*EXERCISE*
From the transcript on synthetic data below, list every trait that Kimberly Nevala says a synthesized data set of human faces should represent.

You see where I'm going. Very rarely-- let's use another example. Health care data is a really good one.
Health care data, there's use cases where through COVID, if we had had the ability to create synthetic data - and some of this was done at the end of COVID but not maybe at the beginning. If we had the ability to say, let's take the population of the UK create a synthetic copy, totally private-- let's just say for the sake of the thought experiment, 100% private, total differential privacy. Could we have sent that to the people we trust in other global economies and doctors and PhDs so we could have had a much bigger data set? Where I don't care about Fernando specifically, but I care about the trends within and what happens to certain-- and let's face it. In medicine, everything matters-- gender, age, lifestyle, whatever the case may be, right? So would we have been better off? And I think the answer would have been yes: without ever having to know Fernando and Fernando's personal circumstance.

Different from a bank trying to say OK, what can I give Kimberly or Fernando as a great offer that's going to help them with the way they're spending their money.

And of course, getting the synthetic data and being able to create products that can be used on real data-- this is an interesting one. So I've created all my analysis and all my algorithms that should work. They still need to turn them on in the real data. Otherwise, what's the objective here, right?

KIMBERLY NEVALA: Yeah, and that's an interesting problem. And maybe again something we can talk a little bit about where if, for instance, a deep fake, right? Synthesized data. Maybe it's a face. So perhaps we're trying to synthesize a data set of human faces that have enough of every possible combination of complexion or hair color or size and all of those bits? The right breakdowns of gender so that we're not overrepresented or underrepresented for that model to learn on, which has been an issue with facial recognition.

So then I start to wonder, if I synthesize this perfectly statistically appropriate data set so that every demographic is represented fully enough for us to actually apply machine learning to it, does the model then learn these synthetic features? Which, as you said, are going to be close but not quite, real people's faces. And does it then, if we try to apply that in the real world for facial recognition-- not that we would want to do this - but is it in fact still not going to perform well because it has learned synthetic features that, as you said, are the stretched rubber band? It’s sort of a slightly blurry picture as opposed to real features.

FERNANDO LUCINI: Well, you touched on a very important piece that we haven't touched yet, which is take your data set, whatever it may be. And as you say, you do it. You get your variation to encode or whatever it is you're doing. And you identify the probability function and all that stuff-- proteins, density functions.

You create your machinery to create your synthetic data, and you have it. It has all the patterns, all the problems, all the biases, all the issues. It has everything you can think of. So one of the things that academics and others postulate is that it can be used for fairness, which is where you're heading with this, right?

*EXTRACTED INFORMATION*
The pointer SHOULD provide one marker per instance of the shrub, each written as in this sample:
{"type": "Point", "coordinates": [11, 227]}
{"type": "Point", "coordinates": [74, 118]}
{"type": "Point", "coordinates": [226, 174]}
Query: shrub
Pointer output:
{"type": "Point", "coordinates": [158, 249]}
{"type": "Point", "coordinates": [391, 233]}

*RESPONSE BOX*
The traits are complexion, hair color, size, and gender.